START Study material

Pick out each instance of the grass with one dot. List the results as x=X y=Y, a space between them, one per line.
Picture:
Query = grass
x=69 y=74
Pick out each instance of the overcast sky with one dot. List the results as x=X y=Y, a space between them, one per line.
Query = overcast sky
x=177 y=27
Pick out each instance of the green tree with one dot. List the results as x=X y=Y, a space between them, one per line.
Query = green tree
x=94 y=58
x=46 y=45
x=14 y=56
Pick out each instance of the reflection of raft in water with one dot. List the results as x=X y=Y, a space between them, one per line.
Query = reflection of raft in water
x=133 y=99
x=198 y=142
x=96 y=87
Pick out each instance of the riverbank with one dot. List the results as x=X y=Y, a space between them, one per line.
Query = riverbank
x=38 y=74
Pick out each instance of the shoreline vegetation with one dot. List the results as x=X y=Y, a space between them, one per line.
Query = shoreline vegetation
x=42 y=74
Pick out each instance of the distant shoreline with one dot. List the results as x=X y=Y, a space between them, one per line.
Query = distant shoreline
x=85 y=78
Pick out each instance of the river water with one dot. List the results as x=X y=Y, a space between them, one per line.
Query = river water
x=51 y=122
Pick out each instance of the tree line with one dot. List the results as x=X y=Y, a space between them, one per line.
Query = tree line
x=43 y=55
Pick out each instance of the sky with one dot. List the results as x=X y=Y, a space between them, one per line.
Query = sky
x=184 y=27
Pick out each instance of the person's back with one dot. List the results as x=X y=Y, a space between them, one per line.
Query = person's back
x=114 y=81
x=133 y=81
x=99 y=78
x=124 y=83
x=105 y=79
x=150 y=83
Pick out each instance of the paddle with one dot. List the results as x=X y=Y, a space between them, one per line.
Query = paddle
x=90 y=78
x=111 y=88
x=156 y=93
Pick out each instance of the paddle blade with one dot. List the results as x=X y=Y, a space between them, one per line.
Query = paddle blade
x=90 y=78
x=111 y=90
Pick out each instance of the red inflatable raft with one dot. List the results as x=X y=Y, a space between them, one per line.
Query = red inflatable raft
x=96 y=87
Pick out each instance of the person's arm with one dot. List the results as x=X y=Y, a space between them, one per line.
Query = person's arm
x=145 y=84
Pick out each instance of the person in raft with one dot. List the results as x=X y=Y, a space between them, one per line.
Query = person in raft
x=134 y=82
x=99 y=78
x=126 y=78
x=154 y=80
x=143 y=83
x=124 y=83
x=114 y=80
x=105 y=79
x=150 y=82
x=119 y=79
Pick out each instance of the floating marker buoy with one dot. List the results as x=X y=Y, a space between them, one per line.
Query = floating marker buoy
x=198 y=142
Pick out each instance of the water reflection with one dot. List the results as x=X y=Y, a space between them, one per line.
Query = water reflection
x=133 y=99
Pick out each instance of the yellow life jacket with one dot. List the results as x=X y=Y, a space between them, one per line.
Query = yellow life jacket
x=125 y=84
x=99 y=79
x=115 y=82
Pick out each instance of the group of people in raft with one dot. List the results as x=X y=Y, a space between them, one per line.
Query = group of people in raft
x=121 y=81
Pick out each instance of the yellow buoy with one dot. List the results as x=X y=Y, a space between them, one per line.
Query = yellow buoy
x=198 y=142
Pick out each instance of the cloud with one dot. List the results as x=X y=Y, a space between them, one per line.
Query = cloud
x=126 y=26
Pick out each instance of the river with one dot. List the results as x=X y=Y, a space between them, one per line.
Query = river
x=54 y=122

END Study material

What to work on:
With nothing added or dropped, reproduce all the data exactly.

Solution below:
Pick out each instance of the grass with one dot. List the results as x=X y=Y, a space between them, one per line.
Picture:
Query = grass
x=69 y=74
Pick out each instance of the overcast sky with one dot. List the results as x=X y=Y, a space between them, one per line.
Query = overcast sky
x=177 y=27
Pick out each instance of the green tree with one dot. List the results as x=X y=Y, a space between them, one per line.
Query = green tree
x=94 y=58
x=46 y=45
x=14 y=56
Pick out each instance of the reflection of raft in water with one dot. List the results as x=X y=Y, a space between them, one per line.
Query = reflection of raft in water
x=133 y=99
x=198 y=142
x=96 y=87
Pick out each instance of the riverbank with one dot. List the results as x=X y=Y, a space between them, one per line.
Query = riverbank
x=38 y=74
Pick out each instance of the shoreline vegetation with one dot. List the results as x=X y=Y, a space between them, one per line.
Query = shoreline vegetation
x=42 y=74
Pick out each instance of the distant shoreline with one dot. List the results as x=X y=Y, a space between them, one per line.
Query = distant shoreline
x=85 y=78
Pick out each instance of the river water with one dot. List the results as x=X y=Y, a space between them, one per line.
Query = river water
x=51 y=122
Pick out each instance of the tree line with one dot. List the results as x=X y=Y, a space between them, one per line.
Query = tree line
x=43 y=55
Pick out each instance of the sky with one dot. List the results as x=X y=Y, a space between them, one per line.
Query = sky
x=184 y=27
Pick out each instance of the person's back with one dot. List the results as x=X y=Y, a space between them, one per line.
Query = person's back
x=114 y=81
x=133 y=81
x=99 y=78
x=124 y=83
x=105 y=79
x=150 y=83
Pick out each instance of the paddle with one dot. List the results as x=X y=Y, a space between them, one per line.
Query = paddle
x=90 y=78
x=111 y=88
x=156 y=93
Pick out each instance of the paddle blade with one dot. List the results as x=X y=Y, a space between them, one per line.
Query = paddle blade
x=90 y=78
x=111 y=90
Pick out each instance of the red inflatable raft with one dot. List the results as x=X y=Y, a space between them, one per line.
Query = red inflatable raft
x=96 y=87
Pick out each instance of the person's arm with one dot. List the results as x=X y=Y, a space between them, one per line.
Query = person's arm
x=145 y=84
Pick out each instance of the person in raft with one dot. List the results as x=X y=Y, a space between them, one per line.
Query = person in raft
x=134 y=82
x=99 y=78
x=126 y=78
x=154 y=80
x=143 y=83
x=124 y=83
x=114 y=80
x=105 y=79
x=150 y=82
x=119 y=79
Pick out each instance of the floating marker buoy with one dot. List the results as x=X y=Y, a space between them, one per line.
Query = floating marker buoy
x=198 y=142
Pick out each instance of the water reflection with one dot. List the results as x=X y=Y, a space between them, one per line.
Query = water reflection
x=133 y=99
Pick out each instance of the yellow life jacket with one dot. List the results as x=X y=Y, a space between them, one per line.
Query = yellow life jacket
x=125 y=84
x=99 y=79
x=115 y=82
Pick out each instance of the group of people in raft with one dot. List the results as x=X y=Y, a space between them, one per line.
Query = group of people in raft
x=121 y=81
Pick out each instance of the yellow buoy with one dot. List the results as x=X y=Y, a space between them, one per line.
Query = yellow buoy
x=198 y=142
Pick out each instance of the cloud with one dot. List the results as x=X y=Y, a space between them, one per line.
Query = cloud
x=126 y=26
Pick out each instance of the river with one dot. List the results as x=X y=Y, a space between them, one per line.
Query = river
x=54 y=122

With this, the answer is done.